Collected data entries
++++++++++
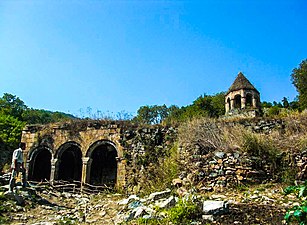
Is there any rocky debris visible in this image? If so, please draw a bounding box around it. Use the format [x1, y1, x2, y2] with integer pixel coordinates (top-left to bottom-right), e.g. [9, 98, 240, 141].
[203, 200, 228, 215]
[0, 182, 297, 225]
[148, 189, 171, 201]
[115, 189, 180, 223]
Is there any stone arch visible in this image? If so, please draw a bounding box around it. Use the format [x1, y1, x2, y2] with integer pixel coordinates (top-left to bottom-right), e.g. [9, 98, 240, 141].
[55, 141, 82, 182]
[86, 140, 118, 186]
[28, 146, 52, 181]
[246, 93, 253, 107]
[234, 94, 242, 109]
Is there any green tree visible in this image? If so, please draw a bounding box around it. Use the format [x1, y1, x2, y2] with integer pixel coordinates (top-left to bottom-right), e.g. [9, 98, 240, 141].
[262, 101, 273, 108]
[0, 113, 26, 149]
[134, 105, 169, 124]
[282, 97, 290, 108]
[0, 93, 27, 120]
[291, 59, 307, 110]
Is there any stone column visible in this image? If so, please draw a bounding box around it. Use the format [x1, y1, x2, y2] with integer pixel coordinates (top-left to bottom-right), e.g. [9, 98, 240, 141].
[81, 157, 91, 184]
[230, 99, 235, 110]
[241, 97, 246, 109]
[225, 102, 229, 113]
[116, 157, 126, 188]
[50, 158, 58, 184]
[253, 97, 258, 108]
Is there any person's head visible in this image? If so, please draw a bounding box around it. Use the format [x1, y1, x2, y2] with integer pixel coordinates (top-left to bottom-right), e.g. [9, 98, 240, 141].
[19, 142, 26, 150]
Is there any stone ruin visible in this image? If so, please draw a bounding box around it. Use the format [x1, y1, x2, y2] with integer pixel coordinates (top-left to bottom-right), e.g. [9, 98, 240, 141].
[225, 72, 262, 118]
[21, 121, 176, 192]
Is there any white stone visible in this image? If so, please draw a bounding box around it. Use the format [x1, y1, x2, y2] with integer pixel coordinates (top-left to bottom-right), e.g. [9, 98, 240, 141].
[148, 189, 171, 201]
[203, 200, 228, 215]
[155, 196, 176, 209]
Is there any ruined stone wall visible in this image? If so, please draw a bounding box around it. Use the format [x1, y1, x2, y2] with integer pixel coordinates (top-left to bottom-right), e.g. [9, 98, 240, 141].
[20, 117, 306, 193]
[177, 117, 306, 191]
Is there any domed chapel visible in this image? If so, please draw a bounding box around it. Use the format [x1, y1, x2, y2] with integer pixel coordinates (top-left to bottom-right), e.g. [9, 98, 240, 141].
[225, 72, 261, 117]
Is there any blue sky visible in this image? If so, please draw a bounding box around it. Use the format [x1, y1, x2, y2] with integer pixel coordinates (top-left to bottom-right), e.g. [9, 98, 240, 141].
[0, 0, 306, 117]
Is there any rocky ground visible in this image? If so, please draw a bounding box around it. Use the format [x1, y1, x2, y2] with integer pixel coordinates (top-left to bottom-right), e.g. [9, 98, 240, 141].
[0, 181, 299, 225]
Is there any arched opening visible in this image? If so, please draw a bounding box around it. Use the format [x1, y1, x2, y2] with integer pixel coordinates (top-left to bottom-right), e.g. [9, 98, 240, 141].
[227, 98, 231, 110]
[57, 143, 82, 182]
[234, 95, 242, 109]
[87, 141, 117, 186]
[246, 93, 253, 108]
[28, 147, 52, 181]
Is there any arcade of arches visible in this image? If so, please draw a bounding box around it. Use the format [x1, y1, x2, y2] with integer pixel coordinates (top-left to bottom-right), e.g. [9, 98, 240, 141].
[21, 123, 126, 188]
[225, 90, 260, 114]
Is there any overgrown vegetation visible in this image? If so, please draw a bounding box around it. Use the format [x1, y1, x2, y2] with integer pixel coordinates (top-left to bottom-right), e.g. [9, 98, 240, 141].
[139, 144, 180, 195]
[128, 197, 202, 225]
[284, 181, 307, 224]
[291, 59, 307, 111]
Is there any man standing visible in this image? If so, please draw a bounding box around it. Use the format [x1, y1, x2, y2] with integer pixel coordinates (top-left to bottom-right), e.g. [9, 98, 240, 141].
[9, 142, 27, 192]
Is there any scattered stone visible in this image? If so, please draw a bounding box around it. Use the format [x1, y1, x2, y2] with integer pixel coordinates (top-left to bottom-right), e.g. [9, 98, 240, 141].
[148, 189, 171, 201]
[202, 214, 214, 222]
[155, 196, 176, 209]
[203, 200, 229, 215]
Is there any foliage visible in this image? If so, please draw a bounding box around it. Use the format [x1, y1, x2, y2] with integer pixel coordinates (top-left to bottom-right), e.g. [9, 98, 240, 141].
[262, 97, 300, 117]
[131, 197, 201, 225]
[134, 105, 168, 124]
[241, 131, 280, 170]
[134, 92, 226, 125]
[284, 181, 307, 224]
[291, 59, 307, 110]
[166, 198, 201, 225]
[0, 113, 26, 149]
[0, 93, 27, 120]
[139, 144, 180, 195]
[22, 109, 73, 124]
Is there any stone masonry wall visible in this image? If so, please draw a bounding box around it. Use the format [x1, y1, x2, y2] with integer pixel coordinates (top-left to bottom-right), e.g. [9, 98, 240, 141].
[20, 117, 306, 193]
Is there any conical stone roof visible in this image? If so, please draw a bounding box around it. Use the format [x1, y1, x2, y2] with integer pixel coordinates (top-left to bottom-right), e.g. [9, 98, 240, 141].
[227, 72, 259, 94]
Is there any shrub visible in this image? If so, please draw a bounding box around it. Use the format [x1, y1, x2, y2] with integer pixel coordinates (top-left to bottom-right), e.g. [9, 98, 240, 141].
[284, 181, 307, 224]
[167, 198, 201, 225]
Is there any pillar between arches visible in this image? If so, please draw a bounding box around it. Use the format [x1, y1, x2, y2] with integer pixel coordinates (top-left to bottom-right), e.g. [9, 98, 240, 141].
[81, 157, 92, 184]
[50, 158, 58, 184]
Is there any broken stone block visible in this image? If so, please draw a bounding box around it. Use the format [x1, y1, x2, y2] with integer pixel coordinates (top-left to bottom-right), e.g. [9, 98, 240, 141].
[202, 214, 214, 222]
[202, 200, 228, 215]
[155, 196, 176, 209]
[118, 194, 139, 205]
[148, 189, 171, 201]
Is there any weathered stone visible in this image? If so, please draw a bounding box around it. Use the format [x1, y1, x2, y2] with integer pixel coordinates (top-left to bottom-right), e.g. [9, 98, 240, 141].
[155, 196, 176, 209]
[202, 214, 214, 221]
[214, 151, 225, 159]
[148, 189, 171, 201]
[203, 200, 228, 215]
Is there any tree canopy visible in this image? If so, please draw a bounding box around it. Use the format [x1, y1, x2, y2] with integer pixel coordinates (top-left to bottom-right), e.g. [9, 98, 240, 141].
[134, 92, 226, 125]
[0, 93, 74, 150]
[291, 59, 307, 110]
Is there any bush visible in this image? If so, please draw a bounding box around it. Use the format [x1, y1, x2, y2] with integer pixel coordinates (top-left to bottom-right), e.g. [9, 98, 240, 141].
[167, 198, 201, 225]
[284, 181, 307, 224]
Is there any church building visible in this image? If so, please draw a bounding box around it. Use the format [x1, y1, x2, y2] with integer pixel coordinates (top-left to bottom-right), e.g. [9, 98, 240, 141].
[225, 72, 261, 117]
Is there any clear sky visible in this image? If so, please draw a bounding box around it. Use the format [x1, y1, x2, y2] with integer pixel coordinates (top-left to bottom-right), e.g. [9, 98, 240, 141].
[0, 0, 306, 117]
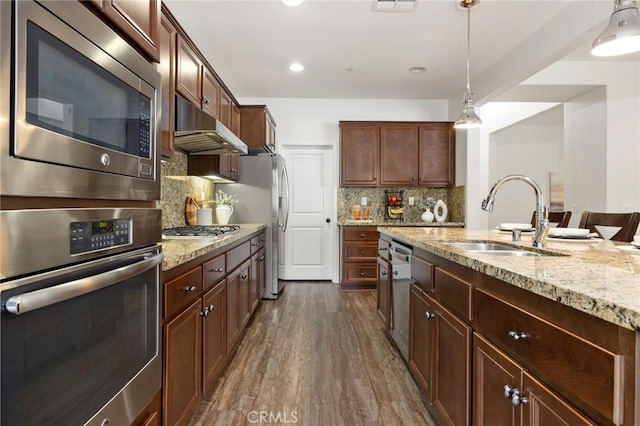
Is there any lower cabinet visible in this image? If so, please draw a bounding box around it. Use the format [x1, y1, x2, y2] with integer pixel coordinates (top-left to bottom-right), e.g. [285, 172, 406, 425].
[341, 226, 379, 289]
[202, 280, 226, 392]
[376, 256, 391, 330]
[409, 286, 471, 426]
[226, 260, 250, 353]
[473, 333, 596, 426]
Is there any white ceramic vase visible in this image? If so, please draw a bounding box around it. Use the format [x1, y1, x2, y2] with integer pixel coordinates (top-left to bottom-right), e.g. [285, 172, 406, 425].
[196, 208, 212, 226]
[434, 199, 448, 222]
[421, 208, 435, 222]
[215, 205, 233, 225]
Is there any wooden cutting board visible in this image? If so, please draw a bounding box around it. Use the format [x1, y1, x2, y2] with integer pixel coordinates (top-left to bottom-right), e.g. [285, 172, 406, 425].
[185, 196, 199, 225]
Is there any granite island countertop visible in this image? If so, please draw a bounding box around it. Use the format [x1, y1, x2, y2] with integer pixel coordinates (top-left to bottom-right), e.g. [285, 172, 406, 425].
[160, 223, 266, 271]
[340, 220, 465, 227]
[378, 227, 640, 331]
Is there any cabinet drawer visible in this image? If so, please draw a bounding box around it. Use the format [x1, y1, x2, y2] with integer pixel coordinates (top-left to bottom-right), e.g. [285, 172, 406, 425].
++++++++++
■ **WORK ITEM**
From the line containing "Is there any church" down to the last line of the entries above, set down every line exactly. Omit all pictures.

■ **SOLUTION TO THE EXERCISE**
Is there any church building visible in this image? If so, please draw a bounding box around it. Use the format [x1, y1, x2, y2] with integer pixel coordinates (top-left to bottom-right), e.g. [9, 98, 240, 141].
[225, 72, 261, 117]
Is there any clear sky visible in this image? If so, please draw a bounding box around it. Use the format [x1, y1, x2, y2] with integer pixel coordinates (top-left to bottom-right), e.g. [9, 98, 240, 141].
[0, 0, 306, 117]
Is there any lower cabinet visible in this image? If so, please draw a bounding box around it. Use the format [x1, y1, x2, y2] with integer pixel coordinates (top-left to bottom-right), e.g. [285, 172, 406, 425].
[341, 226, 379, 289]
[202, 280, 226, 392]
[376, 256, 391, 330]
[409, 286, 471, 426]
[226, 260, 250, 353]
[473, 333, 596, 426]
Is there any white ceramic vase visible in this image? If so, please draw a bounding box around it. Use the format [x1, y1, x2, y2] with integer pixel coordinates (top-left to bottom-right), e.g. [285, 172, 406, 425].
[196, 208, 212, 226]
[434, 199, 448, 222]
[421, 208, 435, 222]
[215, 205, 233, 225]
Is there any wooden cutting board visible in this image? If so, please draw a bounding box around it. Use the format [x1, y1, x2, y2] with integer pixel coordinates (top-left to bottom-right), e.g. [285, 172, 406, 425].
[185, 196, 199, 225]
Is there any granite island countertop visible in this image? If so, please draw a bounding box around it. Use the format [x1, y1, x2, y2] with integer pixel coordinates (top-left to bottom-right), e.g. [285, 172, 406, 425].
[160, 223, 266, 271]
[340, 220, 465, 227]
[378, 227, 640, 331]
Is there any cabinet drawer visible in this image? If so, please draw a bounding box around it. Use the format [x1, y1, x2, y2] with integer pixel coordinates (top-left to bottom-right), e.g. [285, 172, 406, 425].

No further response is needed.